= What you have to do =
In the entries below, find each line bearing the string "indicate" and copy it.

= Available data =
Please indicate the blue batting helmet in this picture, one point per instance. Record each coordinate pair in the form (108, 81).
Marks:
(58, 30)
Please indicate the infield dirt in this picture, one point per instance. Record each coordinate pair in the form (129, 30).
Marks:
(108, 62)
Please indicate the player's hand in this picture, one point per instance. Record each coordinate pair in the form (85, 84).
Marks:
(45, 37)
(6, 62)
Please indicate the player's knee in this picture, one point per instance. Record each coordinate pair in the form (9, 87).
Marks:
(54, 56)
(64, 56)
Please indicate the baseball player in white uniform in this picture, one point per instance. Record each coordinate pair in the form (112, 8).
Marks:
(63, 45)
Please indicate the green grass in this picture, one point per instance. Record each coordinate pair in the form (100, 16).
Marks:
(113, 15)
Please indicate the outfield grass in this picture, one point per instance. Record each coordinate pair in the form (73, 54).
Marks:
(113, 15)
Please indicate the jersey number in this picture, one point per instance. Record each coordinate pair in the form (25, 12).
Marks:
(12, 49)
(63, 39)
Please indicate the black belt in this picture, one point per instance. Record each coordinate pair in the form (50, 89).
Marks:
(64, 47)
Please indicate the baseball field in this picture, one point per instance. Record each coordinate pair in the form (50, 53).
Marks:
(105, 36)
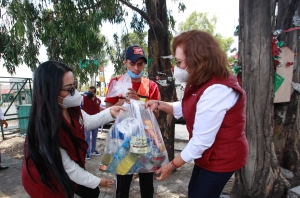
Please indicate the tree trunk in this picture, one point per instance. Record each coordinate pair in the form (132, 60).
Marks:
(159, 45)
(261, 176)
(286, 115)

= Task solution =
Please indicate the blue batting helmet in this picture, one point per instance. Record each coordinate pair in the form (108, 81).
Please indicate the infield dirt in this picture, one point per instance. Record each coordinate pair in the form (129, 30).
Please indicate the player's hand in this picture, one point per instance. Record each coordinate pair in the form (85, 84).
Please indicate the player's knee in this picture, one point per instance. Record each coordinate pair in the form (9, 87).
Please indicate the baseball player in white uniform in this picture, one point per instance. Record each coordinate pair in the form (112, 8).
Please indicate the green grass in this picture, one point per instance. Record each coordinate pair in the form (100, 16).
Please indicate the outfield grass in this picture, one point per instance. Record each coordinate pair in the form (73, 54).
Please indicate the jersey number in this picture, one point per instance. Record each coordinate pair in the form (25, 12).
Please indicate the black belt in this picture, one point per instance. Record each coordinate pair in the form (50, 89).
Please indicate the baseball field in this picture, one point per instance. Record each coordinate pair in the form (50, 53).
Please indicate the tree trunk in this picture, one point per instance. Record each coordinate pair in the form (132, 60).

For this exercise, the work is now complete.